- _Goal of the exercise_
List each distinct four-digit year mentioned in the passage below about the Louvre and the Sackler name, in order of first appearance.

P.A.I.N. activists, Louvre, Paris, 2019. Courtesy: Getty Images; photograph: Stephane de Sakutin, AFP

The Louvre Museum in Paris has removed the Sackler name from its building and website, according to a press release issued by the Paris branch of the advocacy organization P.A.I.N. (Prescription Addiction Intervention Now). P.A.I.N. was founded by the activist and artist Nan Goldin in 2017 to campaign against members of the Sackler family’s alleged links to the opioid crisis in the US.

The alleged action comes after a number of high-profile protests, including a P.A.I.N. demonstration outside the Louvre on 1 July, which called for the ‘Sackler Wing’ – consisting of 12 rooms in the institution’s ‘oriental antiquities wing’ – to be renamed. During the protest, several activists held a banner reading ‘Take down the Sackler name.’

P.A.I.N called for the removal of the name, because much of the wealth of certain Sackler family members comes from the sale of OxyContin, a prescription painkiller. The drug is thought to have sparked the opioid crisis in the United States, which is killing more than 100 people a day.

On Tuesday 17 July, Jean-Luc Martinez, President of the Louvre Museum, spoke on the French radio station RTL and claimed that the museum wing did not have to be renamed, because the Sackler name had already been removed from the gallery, a claim which P.A.I.N. refute. According to Martinez, donors’ names only appear in the gallery for a period of 20 years and, since the donation took place in 1993, the name had been removed in 2013.

P.A.I.N. have refuted this statement, calling it a ‘lie on two counts’: ‘First, the nomination of the rooms in tribute to the Sackler family took place in 1997 (two years after the introduction of Oxycontin), not in 1993. Second, the museum’s website and the plaques at the entrance to the Sackler Wing rooms were clearly marked with the family name just a few weeks ago,’ their press statement reads.

(Excerpt from a dataset)
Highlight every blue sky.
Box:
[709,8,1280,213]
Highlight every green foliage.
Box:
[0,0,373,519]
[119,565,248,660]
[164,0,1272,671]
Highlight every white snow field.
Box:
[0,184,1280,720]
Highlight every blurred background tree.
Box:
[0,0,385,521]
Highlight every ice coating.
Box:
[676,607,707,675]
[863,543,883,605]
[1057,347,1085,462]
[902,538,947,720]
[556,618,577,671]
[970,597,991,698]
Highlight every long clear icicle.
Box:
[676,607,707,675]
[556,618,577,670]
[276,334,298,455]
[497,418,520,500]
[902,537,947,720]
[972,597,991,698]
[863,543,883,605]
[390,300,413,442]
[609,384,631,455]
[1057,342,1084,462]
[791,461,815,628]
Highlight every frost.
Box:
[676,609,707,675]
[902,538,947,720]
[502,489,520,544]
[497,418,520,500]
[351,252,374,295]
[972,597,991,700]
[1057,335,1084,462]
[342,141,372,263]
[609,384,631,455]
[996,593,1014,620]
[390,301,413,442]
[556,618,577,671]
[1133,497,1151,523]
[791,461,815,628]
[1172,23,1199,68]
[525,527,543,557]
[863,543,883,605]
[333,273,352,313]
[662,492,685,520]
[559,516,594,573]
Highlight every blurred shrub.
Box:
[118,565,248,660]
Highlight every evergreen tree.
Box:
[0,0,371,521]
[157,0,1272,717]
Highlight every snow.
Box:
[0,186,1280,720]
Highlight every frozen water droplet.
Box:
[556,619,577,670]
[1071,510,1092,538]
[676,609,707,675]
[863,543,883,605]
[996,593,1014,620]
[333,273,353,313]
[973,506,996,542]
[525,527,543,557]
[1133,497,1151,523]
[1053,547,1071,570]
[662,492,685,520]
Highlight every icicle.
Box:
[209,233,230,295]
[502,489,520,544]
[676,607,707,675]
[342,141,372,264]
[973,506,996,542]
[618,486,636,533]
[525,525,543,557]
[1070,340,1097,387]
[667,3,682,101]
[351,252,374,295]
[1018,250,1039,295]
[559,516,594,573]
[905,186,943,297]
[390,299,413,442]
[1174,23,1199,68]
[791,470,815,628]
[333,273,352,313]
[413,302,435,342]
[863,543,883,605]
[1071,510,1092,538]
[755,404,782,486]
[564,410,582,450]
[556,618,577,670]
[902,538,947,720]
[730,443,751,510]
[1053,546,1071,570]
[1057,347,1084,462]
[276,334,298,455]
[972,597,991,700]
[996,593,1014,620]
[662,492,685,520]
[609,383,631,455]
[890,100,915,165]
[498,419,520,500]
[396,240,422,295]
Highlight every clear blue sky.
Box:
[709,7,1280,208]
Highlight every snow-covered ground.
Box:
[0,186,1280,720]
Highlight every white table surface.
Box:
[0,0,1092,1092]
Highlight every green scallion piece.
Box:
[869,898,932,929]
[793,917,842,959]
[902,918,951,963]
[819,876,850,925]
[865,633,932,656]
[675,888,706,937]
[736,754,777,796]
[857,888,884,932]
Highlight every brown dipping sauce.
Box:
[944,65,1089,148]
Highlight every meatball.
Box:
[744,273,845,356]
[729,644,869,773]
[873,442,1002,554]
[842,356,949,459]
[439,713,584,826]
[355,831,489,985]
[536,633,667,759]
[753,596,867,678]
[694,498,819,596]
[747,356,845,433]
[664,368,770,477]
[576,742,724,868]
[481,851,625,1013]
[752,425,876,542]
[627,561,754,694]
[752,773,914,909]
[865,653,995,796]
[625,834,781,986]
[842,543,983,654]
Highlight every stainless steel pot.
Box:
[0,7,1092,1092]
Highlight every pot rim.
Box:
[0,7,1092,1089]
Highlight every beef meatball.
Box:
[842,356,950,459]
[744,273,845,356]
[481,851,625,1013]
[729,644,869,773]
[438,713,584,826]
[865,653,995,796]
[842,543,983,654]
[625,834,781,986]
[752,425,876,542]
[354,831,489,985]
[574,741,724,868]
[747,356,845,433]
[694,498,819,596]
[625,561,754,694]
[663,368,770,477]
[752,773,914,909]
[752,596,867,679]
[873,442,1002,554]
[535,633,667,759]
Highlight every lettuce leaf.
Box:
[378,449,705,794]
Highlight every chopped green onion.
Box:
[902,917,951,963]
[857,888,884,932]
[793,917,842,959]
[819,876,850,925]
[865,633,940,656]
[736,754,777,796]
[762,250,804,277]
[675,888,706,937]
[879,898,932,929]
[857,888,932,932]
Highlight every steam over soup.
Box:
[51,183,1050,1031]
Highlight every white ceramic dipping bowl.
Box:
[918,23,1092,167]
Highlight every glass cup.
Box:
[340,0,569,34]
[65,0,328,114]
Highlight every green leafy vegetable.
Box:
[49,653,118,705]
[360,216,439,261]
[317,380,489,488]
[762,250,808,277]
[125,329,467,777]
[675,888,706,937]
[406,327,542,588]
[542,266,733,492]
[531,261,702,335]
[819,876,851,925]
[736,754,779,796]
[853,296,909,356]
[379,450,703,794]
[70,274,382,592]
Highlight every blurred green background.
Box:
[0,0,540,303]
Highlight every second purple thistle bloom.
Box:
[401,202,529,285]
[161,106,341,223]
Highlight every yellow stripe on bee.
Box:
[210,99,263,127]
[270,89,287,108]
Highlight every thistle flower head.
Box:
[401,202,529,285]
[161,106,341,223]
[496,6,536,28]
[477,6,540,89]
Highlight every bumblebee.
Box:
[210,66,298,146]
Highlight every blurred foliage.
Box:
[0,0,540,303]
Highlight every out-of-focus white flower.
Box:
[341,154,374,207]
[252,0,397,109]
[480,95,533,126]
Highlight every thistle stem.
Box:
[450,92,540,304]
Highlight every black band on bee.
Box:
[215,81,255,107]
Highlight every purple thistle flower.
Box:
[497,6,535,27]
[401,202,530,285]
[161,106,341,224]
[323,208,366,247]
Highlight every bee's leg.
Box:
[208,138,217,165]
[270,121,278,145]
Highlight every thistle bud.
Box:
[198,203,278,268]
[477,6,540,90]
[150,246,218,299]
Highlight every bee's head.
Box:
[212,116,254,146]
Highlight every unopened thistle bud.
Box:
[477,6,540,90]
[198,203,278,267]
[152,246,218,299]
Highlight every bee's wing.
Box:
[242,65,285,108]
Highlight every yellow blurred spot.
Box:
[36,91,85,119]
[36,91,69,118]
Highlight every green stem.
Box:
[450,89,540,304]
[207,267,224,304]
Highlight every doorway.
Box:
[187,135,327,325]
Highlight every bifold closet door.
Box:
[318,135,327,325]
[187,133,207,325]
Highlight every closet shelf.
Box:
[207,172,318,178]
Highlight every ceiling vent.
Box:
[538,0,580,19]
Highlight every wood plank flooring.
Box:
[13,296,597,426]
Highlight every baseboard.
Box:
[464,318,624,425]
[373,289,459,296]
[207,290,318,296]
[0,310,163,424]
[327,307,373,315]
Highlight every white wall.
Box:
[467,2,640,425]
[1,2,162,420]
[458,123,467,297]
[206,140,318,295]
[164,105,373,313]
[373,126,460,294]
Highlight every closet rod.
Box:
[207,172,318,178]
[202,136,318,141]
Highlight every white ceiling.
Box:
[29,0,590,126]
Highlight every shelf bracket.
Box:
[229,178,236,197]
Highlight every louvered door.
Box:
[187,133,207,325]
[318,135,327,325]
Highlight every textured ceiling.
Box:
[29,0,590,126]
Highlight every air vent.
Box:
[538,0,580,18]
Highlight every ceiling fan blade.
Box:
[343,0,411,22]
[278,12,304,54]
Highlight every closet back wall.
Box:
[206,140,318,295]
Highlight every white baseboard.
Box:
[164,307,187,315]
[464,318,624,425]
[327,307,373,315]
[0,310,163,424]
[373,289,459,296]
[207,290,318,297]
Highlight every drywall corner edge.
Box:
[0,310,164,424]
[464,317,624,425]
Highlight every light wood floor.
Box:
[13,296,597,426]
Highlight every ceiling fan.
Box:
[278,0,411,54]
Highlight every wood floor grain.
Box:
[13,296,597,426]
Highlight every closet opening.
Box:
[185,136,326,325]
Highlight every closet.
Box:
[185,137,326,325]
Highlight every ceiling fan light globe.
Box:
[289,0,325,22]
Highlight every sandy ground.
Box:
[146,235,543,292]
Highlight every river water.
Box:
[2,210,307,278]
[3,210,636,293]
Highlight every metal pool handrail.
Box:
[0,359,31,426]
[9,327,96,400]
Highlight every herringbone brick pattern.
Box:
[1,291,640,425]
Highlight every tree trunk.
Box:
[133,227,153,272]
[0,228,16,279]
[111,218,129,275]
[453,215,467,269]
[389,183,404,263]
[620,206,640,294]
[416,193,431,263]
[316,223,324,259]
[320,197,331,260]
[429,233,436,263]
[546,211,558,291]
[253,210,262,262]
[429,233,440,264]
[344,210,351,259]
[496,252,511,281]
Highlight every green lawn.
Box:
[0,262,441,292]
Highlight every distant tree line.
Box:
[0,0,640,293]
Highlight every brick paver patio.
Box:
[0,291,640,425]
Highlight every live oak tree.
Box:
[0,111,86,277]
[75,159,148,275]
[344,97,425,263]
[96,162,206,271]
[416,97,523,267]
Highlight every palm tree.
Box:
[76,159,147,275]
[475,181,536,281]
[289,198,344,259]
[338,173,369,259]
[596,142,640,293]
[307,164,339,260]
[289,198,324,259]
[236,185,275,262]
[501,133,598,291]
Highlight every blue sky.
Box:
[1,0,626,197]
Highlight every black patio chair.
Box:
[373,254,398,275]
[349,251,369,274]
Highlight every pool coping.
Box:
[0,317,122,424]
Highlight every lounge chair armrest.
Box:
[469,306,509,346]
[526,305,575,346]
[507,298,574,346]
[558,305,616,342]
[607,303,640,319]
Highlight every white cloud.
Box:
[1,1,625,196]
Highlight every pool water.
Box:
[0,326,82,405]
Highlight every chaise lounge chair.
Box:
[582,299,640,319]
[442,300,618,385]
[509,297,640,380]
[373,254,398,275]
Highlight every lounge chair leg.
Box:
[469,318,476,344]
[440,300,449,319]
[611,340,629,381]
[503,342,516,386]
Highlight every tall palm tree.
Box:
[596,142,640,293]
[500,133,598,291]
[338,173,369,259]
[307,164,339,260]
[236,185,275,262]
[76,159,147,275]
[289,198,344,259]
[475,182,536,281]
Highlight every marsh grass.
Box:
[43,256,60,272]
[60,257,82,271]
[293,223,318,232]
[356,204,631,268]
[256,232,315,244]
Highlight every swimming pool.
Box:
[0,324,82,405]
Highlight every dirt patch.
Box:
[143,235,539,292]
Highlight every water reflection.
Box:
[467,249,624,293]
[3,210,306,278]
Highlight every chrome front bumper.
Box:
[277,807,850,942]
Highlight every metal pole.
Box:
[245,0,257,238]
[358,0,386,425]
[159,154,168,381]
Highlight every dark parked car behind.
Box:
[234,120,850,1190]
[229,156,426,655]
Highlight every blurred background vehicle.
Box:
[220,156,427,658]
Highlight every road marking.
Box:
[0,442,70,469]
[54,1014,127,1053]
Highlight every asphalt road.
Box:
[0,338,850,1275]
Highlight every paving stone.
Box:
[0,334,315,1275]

- _Output of the exercise_
2019, 2017, 1993, 2013, 1997